• **What this task involves**
Copy the material line for line, starting at its very first line and stopping after the line that contains "point(664, 290)".

[Extracted records]

○ ○ ○ ○

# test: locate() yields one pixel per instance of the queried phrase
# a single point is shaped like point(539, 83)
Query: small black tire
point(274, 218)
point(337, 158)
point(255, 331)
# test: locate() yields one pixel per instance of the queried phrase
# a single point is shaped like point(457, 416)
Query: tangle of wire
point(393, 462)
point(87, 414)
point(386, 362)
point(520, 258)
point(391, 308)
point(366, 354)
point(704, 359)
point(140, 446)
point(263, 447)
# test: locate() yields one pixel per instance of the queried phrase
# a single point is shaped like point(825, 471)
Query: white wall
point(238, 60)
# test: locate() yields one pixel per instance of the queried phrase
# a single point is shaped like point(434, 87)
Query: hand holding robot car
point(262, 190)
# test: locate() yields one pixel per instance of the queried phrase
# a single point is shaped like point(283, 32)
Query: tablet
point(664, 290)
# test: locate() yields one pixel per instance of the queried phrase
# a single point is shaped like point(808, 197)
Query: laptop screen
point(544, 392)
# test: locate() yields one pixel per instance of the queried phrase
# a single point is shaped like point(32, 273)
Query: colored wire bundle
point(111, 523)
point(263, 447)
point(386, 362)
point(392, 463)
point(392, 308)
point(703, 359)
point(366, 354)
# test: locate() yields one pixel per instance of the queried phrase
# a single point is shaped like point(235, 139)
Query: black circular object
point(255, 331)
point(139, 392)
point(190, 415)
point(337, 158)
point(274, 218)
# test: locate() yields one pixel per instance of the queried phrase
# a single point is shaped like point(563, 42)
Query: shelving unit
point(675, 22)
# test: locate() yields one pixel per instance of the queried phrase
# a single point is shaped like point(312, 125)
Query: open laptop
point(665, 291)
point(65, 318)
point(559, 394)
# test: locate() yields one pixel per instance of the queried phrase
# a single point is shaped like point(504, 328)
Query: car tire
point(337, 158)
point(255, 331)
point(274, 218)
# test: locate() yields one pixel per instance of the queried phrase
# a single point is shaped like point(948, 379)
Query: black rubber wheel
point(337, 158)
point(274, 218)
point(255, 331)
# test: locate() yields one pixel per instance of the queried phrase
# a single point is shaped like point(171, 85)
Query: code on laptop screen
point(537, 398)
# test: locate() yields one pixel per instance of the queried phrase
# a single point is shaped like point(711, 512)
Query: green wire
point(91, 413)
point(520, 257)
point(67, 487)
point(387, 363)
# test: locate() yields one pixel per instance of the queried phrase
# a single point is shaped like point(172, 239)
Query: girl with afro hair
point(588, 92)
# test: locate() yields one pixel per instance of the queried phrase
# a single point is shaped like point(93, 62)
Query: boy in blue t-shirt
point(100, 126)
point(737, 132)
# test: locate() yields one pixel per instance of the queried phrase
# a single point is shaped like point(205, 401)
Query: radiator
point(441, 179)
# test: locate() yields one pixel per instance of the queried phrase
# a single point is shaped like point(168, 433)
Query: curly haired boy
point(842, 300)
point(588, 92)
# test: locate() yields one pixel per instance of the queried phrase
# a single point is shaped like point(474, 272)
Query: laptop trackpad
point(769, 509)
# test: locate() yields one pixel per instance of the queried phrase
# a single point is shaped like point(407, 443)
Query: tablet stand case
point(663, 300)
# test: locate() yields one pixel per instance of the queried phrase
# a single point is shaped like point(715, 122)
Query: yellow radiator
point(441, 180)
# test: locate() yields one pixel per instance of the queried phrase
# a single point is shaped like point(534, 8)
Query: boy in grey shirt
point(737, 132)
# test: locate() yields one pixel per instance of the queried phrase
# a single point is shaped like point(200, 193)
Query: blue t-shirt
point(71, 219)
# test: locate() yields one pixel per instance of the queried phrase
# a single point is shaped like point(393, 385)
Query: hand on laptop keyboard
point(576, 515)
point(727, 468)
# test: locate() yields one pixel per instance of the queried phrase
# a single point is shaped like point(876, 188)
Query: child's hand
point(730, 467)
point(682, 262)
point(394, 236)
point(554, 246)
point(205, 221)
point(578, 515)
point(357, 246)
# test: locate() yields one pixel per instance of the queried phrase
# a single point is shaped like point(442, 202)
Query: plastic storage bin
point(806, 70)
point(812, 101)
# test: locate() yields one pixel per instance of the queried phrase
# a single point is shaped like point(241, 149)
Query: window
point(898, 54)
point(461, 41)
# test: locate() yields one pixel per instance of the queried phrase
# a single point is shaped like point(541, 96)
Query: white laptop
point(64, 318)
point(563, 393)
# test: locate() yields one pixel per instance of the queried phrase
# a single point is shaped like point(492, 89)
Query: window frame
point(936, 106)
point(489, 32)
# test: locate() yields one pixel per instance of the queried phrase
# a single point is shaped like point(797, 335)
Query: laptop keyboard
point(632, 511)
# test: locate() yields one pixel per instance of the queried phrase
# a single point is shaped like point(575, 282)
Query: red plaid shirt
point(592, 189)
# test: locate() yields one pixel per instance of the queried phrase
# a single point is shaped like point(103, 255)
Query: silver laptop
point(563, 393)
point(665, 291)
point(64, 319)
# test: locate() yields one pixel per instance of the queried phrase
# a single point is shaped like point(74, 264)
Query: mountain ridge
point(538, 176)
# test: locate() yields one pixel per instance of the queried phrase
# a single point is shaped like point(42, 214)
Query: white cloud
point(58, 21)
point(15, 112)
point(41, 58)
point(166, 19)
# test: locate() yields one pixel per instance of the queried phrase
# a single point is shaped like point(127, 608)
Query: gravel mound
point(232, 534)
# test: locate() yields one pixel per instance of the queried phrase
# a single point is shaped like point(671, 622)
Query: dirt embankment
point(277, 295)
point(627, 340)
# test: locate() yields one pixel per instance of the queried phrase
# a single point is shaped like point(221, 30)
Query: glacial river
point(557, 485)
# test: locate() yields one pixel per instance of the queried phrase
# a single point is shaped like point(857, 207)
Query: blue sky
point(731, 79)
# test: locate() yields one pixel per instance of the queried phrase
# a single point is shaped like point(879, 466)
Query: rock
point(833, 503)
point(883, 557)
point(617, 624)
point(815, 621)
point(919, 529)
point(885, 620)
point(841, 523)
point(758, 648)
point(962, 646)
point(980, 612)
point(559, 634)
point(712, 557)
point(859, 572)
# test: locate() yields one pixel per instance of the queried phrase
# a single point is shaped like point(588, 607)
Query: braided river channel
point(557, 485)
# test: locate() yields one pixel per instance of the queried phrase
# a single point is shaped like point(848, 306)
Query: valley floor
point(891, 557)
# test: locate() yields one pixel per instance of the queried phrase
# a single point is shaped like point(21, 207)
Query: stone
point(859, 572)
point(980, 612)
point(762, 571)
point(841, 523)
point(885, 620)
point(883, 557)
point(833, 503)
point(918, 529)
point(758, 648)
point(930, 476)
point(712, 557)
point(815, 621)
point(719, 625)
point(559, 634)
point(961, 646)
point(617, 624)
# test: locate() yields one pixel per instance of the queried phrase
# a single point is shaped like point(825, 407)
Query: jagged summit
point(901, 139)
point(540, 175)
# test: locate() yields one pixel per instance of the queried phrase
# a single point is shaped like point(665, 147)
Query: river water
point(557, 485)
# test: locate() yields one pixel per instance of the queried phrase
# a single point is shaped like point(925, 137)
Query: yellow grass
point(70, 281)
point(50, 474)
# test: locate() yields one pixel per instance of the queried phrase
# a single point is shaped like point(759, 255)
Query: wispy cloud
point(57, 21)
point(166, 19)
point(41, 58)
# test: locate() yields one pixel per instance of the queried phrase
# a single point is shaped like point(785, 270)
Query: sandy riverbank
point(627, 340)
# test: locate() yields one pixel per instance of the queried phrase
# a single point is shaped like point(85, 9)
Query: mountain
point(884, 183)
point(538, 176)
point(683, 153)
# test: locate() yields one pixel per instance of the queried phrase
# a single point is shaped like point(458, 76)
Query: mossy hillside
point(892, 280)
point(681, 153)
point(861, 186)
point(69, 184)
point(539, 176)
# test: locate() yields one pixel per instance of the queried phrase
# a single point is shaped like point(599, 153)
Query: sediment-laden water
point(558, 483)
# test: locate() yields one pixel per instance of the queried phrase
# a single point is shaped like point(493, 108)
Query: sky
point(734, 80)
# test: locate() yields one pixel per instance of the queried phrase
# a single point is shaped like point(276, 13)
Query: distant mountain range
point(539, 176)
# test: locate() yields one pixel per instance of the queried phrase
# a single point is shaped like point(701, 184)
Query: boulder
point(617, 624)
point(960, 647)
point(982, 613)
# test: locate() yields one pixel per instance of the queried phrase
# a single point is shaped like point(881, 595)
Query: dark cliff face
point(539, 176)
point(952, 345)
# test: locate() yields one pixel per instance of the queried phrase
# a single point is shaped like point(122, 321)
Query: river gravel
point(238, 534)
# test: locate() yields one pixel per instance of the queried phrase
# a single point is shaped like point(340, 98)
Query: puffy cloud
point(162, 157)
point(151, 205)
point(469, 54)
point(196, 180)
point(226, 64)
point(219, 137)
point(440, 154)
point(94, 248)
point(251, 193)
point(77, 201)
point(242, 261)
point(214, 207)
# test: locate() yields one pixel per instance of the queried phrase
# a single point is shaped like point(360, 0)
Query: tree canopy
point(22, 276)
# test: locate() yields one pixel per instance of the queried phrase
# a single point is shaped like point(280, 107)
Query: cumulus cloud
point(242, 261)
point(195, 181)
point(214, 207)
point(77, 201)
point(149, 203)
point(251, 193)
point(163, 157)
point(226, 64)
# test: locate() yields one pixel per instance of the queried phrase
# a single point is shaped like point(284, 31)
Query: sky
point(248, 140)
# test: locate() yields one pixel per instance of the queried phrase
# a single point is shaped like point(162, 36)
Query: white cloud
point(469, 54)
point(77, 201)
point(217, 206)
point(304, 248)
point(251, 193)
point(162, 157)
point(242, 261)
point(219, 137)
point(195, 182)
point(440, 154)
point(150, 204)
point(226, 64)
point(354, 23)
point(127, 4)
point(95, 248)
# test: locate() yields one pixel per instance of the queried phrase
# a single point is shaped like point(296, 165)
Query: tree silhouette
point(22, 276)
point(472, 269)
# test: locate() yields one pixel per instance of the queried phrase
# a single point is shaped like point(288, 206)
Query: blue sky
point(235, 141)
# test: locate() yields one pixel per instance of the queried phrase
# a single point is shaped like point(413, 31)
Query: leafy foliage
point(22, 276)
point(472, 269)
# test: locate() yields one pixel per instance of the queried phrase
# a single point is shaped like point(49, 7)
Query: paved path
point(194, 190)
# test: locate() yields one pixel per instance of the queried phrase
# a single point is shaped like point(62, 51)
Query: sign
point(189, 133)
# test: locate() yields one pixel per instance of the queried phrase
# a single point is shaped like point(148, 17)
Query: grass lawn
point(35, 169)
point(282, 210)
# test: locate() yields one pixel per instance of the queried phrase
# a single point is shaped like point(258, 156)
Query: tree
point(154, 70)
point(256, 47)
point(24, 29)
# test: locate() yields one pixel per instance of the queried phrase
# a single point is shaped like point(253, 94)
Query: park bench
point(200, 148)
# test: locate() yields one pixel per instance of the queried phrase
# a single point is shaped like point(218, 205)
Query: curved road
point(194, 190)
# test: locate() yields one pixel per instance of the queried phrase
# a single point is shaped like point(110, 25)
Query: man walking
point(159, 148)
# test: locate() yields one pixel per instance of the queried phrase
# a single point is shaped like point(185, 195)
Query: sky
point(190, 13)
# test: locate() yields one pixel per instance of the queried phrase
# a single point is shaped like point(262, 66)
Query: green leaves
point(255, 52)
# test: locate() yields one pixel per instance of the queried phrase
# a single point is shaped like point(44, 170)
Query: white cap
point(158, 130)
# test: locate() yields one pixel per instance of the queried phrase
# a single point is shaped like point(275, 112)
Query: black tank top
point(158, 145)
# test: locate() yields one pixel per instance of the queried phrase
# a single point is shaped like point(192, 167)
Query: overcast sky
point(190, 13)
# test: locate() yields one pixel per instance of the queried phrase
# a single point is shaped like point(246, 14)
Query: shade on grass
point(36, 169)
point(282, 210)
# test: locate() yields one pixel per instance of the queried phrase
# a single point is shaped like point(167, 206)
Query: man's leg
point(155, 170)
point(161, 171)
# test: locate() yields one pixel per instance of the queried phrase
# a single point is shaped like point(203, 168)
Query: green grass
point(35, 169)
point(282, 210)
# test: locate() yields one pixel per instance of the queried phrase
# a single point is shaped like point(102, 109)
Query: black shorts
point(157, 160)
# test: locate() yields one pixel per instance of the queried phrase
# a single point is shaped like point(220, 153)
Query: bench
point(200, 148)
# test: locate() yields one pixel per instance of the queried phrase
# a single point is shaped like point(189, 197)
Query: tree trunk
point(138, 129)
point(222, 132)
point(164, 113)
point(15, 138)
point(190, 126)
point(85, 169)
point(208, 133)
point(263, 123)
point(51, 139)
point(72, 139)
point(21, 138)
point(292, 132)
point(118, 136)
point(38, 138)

○ ○ ○ ○

• **Problem solution**
# test: locate() yields one pixel per instance of the queried phrase
# a single point is shaped like point(539, 83)
Query: small black tire
point(274, 218)
point(337, 158)
point(255, 331)
# test: locate() yields one pixel per instance of the queried phrase
# a single point is shaped like point(457, 416)
Query: tangle of wire
point(393, 462)
point(87, 414)
point(386, 362)
point(520, 258)
point(391, 308)
point(366, 354)
point(704, 359)
point(140, 446)
point(263, 447)
# test: locate() yields one pixel per instance of the queried phrase
# a single point is shaped like point(825, 471)
Query: white wall
point(238, 60)
# test: locate() yields one pixel per instance of the queried phrase
# a single point is shaped like point(434, 87)
Query: hand holding robot car
point(262, 190)
# test: locate() yields one pixel per instance of the queried phrase
# a single point is shaped like point(283, 32)
Query: tablet
point(664, 290)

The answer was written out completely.